What is required>
Write every record out again exactly as given.

The data>
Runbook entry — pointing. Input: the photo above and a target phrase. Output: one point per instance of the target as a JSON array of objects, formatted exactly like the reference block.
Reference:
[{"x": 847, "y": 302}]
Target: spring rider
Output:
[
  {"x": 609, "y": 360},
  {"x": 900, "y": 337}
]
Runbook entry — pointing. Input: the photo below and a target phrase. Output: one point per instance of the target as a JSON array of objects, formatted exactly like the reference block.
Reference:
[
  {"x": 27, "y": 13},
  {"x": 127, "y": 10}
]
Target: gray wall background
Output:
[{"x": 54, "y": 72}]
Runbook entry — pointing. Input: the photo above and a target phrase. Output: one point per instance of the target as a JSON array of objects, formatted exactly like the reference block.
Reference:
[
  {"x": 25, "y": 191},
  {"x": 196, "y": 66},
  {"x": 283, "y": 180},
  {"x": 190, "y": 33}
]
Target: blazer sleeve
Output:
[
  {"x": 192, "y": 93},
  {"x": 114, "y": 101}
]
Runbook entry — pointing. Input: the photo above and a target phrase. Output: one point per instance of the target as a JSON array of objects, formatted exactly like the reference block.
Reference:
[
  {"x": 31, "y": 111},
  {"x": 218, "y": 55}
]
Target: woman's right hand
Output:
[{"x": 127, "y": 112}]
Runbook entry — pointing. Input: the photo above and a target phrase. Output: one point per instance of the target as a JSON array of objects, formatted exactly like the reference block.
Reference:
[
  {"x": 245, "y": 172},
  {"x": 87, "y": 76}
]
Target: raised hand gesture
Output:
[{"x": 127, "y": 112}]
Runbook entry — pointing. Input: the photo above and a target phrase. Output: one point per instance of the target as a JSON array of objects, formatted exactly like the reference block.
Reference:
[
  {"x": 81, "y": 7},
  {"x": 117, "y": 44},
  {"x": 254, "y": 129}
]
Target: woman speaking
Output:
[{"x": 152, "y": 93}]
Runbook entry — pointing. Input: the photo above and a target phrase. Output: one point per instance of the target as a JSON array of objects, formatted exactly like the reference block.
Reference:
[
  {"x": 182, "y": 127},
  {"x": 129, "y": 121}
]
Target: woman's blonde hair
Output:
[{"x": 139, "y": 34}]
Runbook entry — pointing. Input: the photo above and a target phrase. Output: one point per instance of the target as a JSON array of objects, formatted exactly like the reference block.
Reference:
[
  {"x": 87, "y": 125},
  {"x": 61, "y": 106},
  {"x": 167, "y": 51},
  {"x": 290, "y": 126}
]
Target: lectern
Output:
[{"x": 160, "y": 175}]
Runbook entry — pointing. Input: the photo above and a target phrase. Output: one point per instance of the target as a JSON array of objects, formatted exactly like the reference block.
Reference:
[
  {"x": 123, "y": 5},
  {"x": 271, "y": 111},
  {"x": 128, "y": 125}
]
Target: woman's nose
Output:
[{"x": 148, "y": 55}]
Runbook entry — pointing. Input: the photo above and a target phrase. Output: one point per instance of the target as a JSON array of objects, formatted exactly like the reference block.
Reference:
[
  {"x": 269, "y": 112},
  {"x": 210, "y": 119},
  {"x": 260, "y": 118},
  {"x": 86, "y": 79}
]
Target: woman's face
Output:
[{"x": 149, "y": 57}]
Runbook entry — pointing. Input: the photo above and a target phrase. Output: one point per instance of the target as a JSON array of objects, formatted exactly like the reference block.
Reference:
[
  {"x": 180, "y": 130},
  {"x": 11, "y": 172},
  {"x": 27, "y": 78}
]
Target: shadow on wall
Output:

Task solution>
Runbook entry — pointing. Input: the photo above and a target phrase. Output: one point per instance of the target as a JSON array of objects, formatted exactly like the reference block.
Reference:
[{"x": 847, "y": 302}]
Target: spring rider
Output:
[
  {"x": 609, "y": 360},
  {"x": 900, "y": 337}
]
Runbook entry — pointing. Input: the photo below and a target phrase. Output: one point per instance of the target as a JSON array of objects, formatted exactly like the reference block.
Reference:
[
  {"x": 27, "y": 13},
  {"x": 127, "y": 10}
]
Target: gray wall background
Output:
[{"x": 54, "y": 72}]
Runbook entry — pointing. Input: the photo above and a target phrase. Output: one point per instance of the target as a JSON array of objects, formatted exactly like the reference block.
Reference:
[
  {"x": 25, "y": 191},
  {"x": 196, "y": 66},
  {"x": 283, "y": 180},
  {"x": 190, "y": 33}
]
Target: blazer sleeve
Output:
[
  {"x": 192, "y": 93},
  {"x": 114, "y": 101}
]
Runbook entry — pointing. Input: the photo above and a target phrase. Output: one point per instance of the target as a JSON array of objects, formatted exactly like the reference block.
Reference:
[
  {"x": 31, "y": 111},
  {"x": 218, "y": 55}
]
Target: woman's right hand
Output:
[{"x": 127, "y": 112}]
Runbook entry — pointing. Input: the photo above and a target phrase. Output: one point per instance of the target as a JSON array of objects, formatted exactly like the reference block.
Reference:
[
  {"x": 245, "y": 172},
  {"x": 87, "y": 76}
]
Target: raised hand gesture
Output:
[{"x": 127, "y": 112}]
Runbook entry — pointing. Input: the photo above and a target phrase. Output: one point per instance of the target as a JSON array of objects, formatted exactly like the reference block.
Reference:
[
  {"x": 81, "y": 7},
  {"x": 117, "y": 44},
  {"x": 254, "y": 129}
]
Target: woman speaking
Output:
[{"x": 152, "y": 93}]
Runbook entry — pointing. Input: the photo above and a target phrase. Output: one point per instance of the target as a JSON array of objects, formatted exactly like the reference block.
Reference:
[
  {"x": 182, "y": 127},
  {"x": 129, "y": 121}
]
Target: woman's blonde hair
Output:
[{"x": 139, "y": 34}]
Runbook entry — pointing. Input: the photo above and a target phrase. Output: one point per instance of the target as a JSON array of objects, formatted exactly like the reference block.
Reference:
[
  {"x": 87, "y": 125},
  {"x": 61, "y": 106},
  {"x": 167, "y": 51},
  {"x": 290, "y": 126}
]
Target: lectern
Output:
[{"x": 160, "y": 175}]
Runbook entry — pointing. Input: the photo above and a target phrase. Output: one point per instance of the target as a JSON array of objects, formatted exactly like the reference block.
Reference:
[
  {"x": 123, "y": 5},
  {"x": 271, "y": 111},
  {"x": 128, "y": 125}
]
Target: woman's nose
Output:
[{"x": 148, "y": 55}]
Runbook entry — pointing. Input: the photo above and a target phrase. Output: one point per instance of the target as a JSON array of objects, formatted exactly like the reference block.
Reference:
[
  {"x": 269, "y": 112},
  {"x": 210, "y": 119},
  {"x": 260, "y": 118},
  {"x": 86, "y": 79}
]
Target: woman's face
Output:
[{"x": 149, "y": 57}]
Runbook entry — pointing. Input: the photo above and a target phrase. Output: one point per instance of the target as a JSON array of objects, formatted exactly like the reference block.
Reference:
[
  {"x": 180, "y": 130},
  {"x": 11, "y": 172},
  {"x": 27, "y": 78}
]
Target: shadow on wall
Output:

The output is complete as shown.